## WRITTEN REQUEST
Rescale the part of the items that opens with the line containing "Might I trouble you for the coordinates of the player's ear" and runs through the end of the items. Repeat every line in that part, the request lines too, and multiply each coordinate in the answers by 0.35, rounding to whole numbers with halves going up.

+===+

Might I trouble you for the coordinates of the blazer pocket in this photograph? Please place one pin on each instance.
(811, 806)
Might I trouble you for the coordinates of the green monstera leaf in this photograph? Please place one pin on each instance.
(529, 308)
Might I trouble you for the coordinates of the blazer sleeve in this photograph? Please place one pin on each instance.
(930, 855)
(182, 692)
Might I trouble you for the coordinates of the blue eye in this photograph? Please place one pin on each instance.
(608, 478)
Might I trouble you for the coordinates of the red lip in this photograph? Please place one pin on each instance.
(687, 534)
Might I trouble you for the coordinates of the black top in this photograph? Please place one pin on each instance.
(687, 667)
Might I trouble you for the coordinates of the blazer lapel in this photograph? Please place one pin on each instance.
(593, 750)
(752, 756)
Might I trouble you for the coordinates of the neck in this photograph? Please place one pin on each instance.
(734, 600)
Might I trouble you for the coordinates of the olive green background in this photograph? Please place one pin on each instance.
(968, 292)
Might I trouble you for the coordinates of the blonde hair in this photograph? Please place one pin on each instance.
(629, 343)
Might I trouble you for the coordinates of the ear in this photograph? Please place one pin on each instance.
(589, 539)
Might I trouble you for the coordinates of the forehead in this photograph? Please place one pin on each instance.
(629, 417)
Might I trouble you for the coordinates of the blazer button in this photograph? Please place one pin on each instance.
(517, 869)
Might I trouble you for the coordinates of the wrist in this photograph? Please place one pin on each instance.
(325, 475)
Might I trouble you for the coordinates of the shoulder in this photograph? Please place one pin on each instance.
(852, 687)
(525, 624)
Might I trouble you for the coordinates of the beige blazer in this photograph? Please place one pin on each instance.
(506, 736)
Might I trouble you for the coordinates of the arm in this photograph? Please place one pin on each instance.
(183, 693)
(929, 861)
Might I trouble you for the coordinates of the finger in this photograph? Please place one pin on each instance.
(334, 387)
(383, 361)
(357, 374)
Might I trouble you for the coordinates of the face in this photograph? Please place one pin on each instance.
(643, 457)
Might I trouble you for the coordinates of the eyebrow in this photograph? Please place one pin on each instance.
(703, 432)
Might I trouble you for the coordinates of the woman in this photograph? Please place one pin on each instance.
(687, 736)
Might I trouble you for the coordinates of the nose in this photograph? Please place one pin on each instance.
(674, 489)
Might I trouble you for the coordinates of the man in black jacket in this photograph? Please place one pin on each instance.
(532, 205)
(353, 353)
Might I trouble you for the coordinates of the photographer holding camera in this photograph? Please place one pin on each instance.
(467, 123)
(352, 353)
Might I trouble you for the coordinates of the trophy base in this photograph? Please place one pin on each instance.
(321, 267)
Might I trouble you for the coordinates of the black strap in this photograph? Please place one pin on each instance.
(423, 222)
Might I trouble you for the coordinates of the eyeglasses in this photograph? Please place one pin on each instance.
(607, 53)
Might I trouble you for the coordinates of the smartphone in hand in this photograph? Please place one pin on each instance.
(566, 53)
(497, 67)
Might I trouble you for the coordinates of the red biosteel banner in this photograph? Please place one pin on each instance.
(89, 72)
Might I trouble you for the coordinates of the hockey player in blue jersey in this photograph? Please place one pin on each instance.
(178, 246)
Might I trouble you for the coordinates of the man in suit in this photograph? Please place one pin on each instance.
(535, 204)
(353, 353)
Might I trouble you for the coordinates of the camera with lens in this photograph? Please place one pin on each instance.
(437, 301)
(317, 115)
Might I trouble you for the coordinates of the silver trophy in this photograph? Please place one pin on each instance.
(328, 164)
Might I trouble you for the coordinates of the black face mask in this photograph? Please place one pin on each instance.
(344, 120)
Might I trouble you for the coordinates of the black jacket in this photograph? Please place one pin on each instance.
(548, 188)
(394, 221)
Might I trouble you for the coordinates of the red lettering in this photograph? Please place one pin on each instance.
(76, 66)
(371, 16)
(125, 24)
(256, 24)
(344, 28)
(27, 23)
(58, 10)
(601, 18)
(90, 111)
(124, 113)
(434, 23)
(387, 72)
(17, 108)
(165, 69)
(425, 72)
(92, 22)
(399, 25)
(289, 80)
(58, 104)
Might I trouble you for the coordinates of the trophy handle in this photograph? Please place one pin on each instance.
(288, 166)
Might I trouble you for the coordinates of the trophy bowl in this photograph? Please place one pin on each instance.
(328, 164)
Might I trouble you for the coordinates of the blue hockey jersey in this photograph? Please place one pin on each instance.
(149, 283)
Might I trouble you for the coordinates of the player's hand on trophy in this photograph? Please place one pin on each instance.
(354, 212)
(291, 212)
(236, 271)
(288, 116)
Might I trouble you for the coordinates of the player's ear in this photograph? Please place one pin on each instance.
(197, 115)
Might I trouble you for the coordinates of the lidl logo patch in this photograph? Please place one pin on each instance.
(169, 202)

+===+

## IN RESPONSE
Might I trouble you for the coordinates of the player's ear in this photograph? Please place one pin on each instance.
(69, 40)
Might I trouble you for the coordinates of the lidl logo patch in this photograph? Please place one pin on each instance.
(59, 71)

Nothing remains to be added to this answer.